━━ Listed records ━━

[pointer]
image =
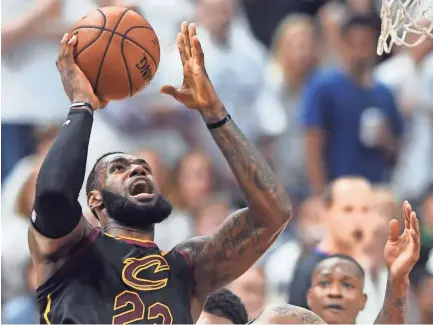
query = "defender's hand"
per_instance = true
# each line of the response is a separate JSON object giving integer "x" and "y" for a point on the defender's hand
{"x": 402, "y": 251}
{"x": 197, "y": 91}
{"x": 75, "y": 83}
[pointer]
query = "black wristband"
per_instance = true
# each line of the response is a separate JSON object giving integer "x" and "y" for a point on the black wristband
{"x": 218, "y": 124}
{"x": 85, "y": 105}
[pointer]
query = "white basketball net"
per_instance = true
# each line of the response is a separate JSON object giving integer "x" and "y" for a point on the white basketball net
{"x": 400, "y": 17}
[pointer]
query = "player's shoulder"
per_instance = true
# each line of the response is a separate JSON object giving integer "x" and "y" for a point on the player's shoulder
{"x": 287, "y": 314}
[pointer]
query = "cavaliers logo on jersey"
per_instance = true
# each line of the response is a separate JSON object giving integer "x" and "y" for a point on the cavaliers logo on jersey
{"x": 133, "y": 276}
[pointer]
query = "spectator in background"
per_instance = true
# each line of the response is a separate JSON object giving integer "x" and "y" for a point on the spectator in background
{"x": 422, "y": 289}
{"x": 235, "y": 63}
{"x": 159, "y": 170}
{"x": 32, "y": 91}
{"x": 293, "y": 60}
{"x": 351, "y": 122}
{"x": 427, "y": 219}
{"x": 264, "y": 25}
{"x": 330, "y": 18}
{"x": 410, "y": 74}
{"x": 347, "y": 202}
{"x": 251, "y": 288}
{"x": 192, "y": 184}
{"x": 210, "y": 216}
{"x": 194, "y": 181}
{"x": 280, "y": 265}
{"x": 23, "y": 309}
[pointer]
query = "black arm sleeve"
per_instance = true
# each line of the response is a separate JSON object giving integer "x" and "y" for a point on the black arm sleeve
{"x": 57, "y": 210}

━━━

## What you are asked to do
Pull out every line of the data above that contains the string "player", treating uppercase and lowercase letters as different.

## Output of the task
query = "player's shoulder"
# each line of the response is a separate JSON object giving integer "x" and "y" for a point on the player's shoulder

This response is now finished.